▶ Input data:

########################################

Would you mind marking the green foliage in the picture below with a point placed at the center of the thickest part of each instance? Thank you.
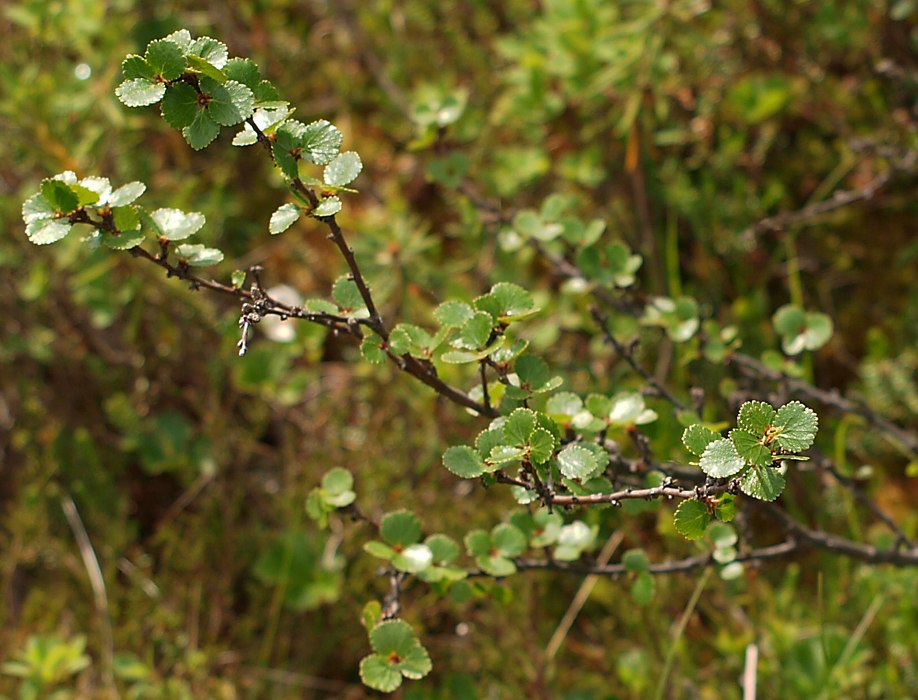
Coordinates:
(46, 662)
(397, 654)
(611, 187)
(801, 330)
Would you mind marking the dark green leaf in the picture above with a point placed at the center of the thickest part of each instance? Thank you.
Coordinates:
(463, 461)
(576, 462)
(177, 225)
(696, 438)
(373, 348)
(198, 255)
(400, 528)
(798, 426)
(720, 459)
(691, 519)
(755, 417)
(377, 673)
(282, 219)
(343, 169)
(519, 426)
(180, 105)
(541, 446)
(347, 294)
(763, 483)
(243, 70)
(165, 58)
(230, 103)
(329, 206)
(202, 131)
(59, 195)
(508, 540)
(136, 67)
(139, 92)
(44, 231)
(320, 141)
(126, 194)
(211, 50)
(750, 448)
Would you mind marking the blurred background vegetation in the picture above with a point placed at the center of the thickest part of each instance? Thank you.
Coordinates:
(680, 124)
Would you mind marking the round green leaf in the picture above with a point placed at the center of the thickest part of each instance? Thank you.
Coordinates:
(508, 540)
(755, 417)
(230, 103)
(393, 637)
(629, 409)
(377, 673)
(181, 37)
(400, 528)
(126, 218)
(320, 141)
(377, 549)
(722, 535)
(477, 542)
(347, 294)
(696, 438)
(176, 225)
(36, 208)
(165, 58)
(126, 241)
(198, 255)
(343, 169)
(750, 448)
(564, 403)
(576, 462)
(139, 92)
(463, 461)
(720, 459)
(202, 131)
(329, 206)
(798, 426)
(413, 559)
(642, 589)
(819, 330)
(519, 426)
(136, 67)
(501, 454)
(476, 332)
(211, 50)
(506, 301)
(499, 567)
(44, 231)
(541, 446)
(282, 219)
(373, 348)
(337, 481)
(126, 194)
(443, 548)
(789, 320)
(763, 483)
(243, 70)
(180, 105)
(60, 195)
(453, 313)
(691, 519)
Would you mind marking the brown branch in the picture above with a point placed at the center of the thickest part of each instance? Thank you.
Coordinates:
(897, 556)
(627, 354)
(840, 199)
(753, 368)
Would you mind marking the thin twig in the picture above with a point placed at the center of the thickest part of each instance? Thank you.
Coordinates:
(97, 583)
(750, 670)
(580, 598)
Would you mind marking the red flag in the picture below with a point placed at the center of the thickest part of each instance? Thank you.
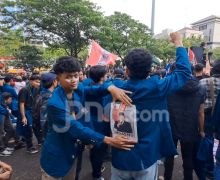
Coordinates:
(98, 55)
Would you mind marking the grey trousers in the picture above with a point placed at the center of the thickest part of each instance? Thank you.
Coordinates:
(150, 173)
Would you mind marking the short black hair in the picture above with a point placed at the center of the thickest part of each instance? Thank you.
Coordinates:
(6, 95)
(8, 78)
(66, 64)
(47, 84)
(97, 72)
(139, 62)
(35, 77)
(198, 67)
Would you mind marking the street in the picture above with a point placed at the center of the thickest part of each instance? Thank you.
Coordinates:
(26, 167)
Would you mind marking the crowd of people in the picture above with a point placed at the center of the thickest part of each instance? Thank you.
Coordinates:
(54, 107)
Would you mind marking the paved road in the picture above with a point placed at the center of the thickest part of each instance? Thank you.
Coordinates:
(26, 167)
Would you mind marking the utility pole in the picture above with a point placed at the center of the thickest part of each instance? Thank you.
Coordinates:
(153, 16)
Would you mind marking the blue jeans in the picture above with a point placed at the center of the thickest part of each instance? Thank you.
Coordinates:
(150, 173)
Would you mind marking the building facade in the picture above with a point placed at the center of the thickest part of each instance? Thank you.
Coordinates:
(210, 26)
(165, 34)
(190, 32)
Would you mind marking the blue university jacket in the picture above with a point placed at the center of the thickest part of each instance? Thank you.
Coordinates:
(154, 132)
(60, 147)
(9, 89)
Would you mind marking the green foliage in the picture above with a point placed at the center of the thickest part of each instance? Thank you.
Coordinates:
(64, 24)
(10, 40)
(28, 57)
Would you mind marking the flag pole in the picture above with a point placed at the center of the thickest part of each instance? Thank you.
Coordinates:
(152, 17)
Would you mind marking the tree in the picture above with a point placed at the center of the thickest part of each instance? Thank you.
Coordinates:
(10, 40)
(28, 57)
(64, 24)
(50, 55)
(120, 33)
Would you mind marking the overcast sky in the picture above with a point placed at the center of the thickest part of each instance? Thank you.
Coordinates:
(173, 14)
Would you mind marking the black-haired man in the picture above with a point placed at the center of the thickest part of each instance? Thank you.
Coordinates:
(25, 100)
(65, 114)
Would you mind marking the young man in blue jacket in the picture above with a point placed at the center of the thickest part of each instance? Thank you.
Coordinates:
(8, 88)
(149, 95)
(65, 113)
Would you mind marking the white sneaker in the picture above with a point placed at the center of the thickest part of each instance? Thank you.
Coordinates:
(5, 153)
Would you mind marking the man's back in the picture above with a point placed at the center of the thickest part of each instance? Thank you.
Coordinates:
(184, 108)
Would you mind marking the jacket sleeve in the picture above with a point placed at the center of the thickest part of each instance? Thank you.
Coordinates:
(180, 75)
(3, 111)
(62, 122)
(97, 91)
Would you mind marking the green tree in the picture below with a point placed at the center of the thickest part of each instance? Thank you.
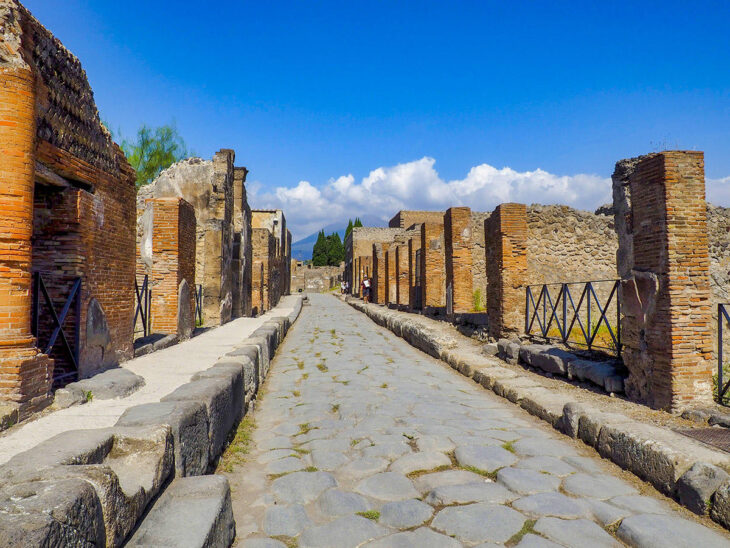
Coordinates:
(152, 150)
(319, 251)
(335, 250)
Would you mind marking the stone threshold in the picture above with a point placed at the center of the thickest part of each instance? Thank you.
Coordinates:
(638, 439)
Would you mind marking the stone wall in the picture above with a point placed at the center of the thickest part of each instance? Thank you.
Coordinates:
(66, 183)
(569, 245)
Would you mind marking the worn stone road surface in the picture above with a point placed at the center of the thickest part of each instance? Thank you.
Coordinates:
(362, 440)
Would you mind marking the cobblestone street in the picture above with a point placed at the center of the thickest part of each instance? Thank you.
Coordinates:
(362, 440)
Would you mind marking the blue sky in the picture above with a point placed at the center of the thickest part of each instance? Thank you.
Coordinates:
(358, 99)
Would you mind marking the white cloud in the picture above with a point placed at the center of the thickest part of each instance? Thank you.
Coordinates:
(417, 185)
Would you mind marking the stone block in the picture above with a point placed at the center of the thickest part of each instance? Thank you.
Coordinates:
(217, 395)
(188, 421)
(697, 485)
(191, 513)
(113, 383)
(51, 513)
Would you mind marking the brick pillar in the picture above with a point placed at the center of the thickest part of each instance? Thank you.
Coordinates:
(506, 248)
(666, 327)
(379, 282)
(401, 275)
(173, 261)
(433, 279)
(414, 245)
(25, 374)
(457, 251)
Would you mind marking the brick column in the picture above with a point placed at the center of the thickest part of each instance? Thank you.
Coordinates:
(506, 248)
(173, 261)
(457, 251)
(402, 293)
(414, 245)
(666, 328)
(25, 374)
(433, 288)
(379, 281)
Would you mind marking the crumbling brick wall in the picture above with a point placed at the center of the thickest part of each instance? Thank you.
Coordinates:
(458, 238)
(80, 213)
(209, 187)
(661, 215)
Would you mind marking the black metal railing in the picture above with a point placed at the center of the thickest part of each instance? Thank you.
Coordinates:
(555, 314)
(61, 374)
(198, 305)
(143, 300)
(722, 386)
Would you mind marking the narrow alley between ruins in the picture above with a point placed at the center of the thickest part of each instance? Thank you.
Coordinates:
(359, 439)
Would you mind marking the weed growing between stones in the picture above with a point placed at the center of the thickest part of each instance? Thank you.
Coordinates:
(370, 514)
(527, 527)
(239, 447)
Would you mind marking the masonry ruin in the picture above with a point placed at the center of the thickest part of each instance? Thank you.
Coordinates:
(68, 220)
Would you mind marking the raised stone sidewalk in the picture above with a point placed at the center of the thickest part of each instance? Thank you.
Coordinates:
(637, 439)
(362, 440)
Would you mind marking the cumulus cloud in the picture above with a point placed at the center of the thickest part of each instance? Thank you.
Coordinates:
(417, 185)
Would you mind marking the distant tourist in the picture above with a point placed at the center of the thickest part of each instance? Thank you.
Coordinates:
(366, 289)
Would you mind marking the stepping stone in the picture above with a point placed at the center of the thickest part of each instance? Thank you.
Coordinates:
(415, 462)
(551, 504)
(387, 486)
(479, 522)
(551, 465)
(327, 460)
(286, 520)
(435, 443)
(484, 458)
(600, 487)
(576, 533)
(285, 465)
(301, 487)
(192, 512)
(638, 504)
(527, 482)
(347, 532)
(647, 530)
(337, 503)
(420, 538)
(484, 491)
(366, 466)
(405, 514)
(429, 482)
(533, 541)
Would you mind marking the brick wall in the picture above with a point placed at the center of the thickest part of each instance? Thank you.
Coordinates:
(506, 240)
(433, 266)
(458, 257)
(666, 327)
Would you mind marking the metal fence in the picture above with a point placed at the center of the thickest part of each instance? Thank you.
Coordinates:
(63, 373)
(722, 386)
(556, 315)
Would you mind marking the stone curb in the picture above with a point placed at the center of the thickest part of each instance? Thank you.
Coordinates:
(679, 467)
(67, 490)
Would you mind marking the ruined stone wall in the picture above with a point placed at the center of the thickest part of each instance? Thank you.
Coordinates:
(82, 214)
(208, 186)
(408, 218)
(569, 245)
(478, 258)
(316, 279)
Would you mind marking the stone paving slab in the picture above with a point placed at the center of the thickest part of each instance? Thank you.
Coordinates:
(162, 371)
(403, 451)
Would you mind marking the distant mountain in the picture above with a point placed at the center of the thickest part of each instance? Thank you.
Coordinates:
(302, 249)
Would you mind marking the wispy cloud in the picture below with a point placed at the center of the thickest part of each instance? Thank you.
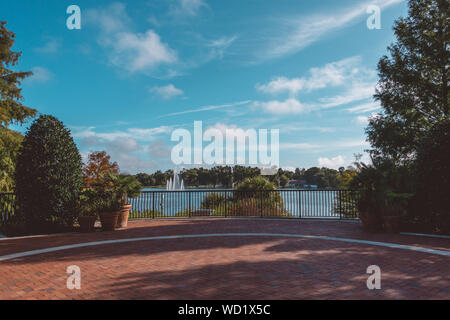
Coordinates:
(187, 8)
(134, 52)
(40, 75)
(331, 75)
(208, 108)
(289, 106)
(51, 46)
(356, 82)
(332, 163)
(293, 34)
(366, 107)
(139, 134)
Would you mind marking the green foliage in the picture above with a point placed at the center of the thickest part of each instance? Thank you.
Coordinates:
(11, 109)
(256, 184)
(213, 200)
(89, 203)
(48, 174)
(9, 146)
(413, 85)
(431, 204)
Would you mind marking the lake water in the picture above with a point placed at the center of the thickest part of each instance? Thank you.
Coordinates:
(298, 203)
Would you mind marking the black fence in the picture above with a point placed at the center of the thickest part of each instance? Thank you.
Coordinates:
(330, 204)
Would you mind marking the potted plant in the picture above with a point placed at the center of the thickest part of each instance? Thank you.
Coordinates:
(396, 205)
(88, 205)
(369, 212)
(123, 187)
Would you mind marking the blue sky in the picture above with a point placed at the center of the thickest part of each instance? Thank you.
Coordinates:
(137, 70)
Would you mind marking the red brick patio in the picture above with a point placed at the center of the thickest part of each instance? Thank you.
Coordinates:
(227, 267)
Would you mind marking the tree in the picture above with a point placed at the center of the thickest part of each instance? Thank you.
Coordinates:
(413, 85)
(432, 208)
(48, 175)
(99, 164)
(12, 111)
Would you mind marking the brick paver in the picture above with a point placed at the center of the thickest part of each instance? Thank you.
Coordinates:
(226, 267)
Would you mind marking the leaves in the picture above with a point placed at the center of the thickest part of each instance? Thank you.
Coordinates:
(48, 174)
(413, 85)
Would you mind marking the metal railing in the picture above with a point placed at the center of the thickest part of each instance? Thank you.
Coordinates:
(331, 204)
(7, 206)
(334, 204)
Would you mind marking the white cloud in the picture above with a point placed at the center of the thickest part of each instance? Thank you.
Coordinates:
(282, 84)
(296, 33)
(357, 92)
(159, 149)
(123, 145)
(113, 18)
(187, 8)
(218, 46)
(332, 163)
(363, 108)
(40, 75)
(135, 52)
(140, 52)
(356, 81)
(51, 46)
(332, 74)
(289, 106)
(167, 92)
(298, 146)
(208, 108)
(140, 134)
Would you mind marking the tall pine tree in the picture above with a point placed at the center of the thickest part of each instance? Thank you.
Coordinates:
(12, 111)
(413, 85)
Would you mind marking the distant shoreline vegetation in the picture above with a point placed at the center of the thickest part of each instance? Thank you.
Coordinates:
(226, 177)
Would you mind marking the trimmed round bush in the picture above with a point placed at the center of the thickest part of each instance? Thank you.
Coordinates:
(48, 175)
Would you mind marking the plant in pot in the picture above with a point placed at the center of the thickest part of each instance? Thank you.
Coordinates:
(88, 206)
(109, 208)
(125, 187)
(369, 210)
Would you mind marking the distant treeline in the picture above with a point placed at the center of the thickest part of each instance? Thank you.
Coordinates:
(227, 177)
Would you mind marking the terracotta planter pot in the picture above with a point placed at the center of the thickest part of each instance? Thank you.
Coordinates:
(392, 224)
(109, 220)
(370, 221)
(87, 224)
(122, 220)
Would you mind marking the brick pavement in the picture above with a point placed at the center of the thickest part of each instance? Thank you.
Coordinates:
(226, 267)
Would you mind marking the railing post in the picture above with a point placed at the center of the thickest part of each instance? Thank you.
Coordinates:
(262, 207)
(153, 205)
(226, 203)
(299, 204)
(189, 203)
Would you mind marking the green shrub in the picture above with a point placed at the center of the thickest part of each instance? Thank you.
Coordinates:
(213, 200)
(431, 208)
(48, 175)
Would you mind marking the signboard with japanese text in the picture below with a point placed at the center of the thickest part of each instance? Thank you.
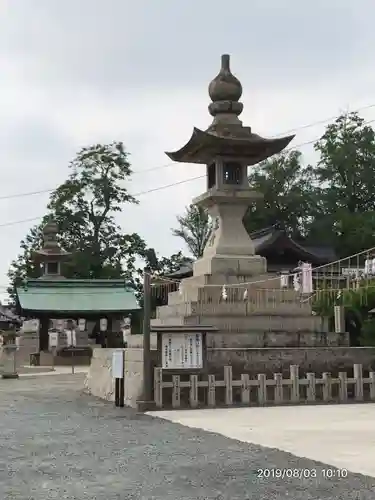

########################################

▶ Required work:
Report each line in the records that contains the word "cloud", copying every such line in full.

▶ Final answer:
Would you mind marking the white cloud in the picture above with a point placed at the center of the thickest part of each instance? Thank you.
Would you mind marking the cumulus cloud in the picture above with a point placed at the center of the thickest part of each instance? Thank you.
Would you mind marking the wispy cloud in the picture below with a point placed at the center of the thickest part of each instance? Thank you.
Would you mind marking the white cloud in the picture above with a point placed at the center of the thickest part of each instance? Thank you.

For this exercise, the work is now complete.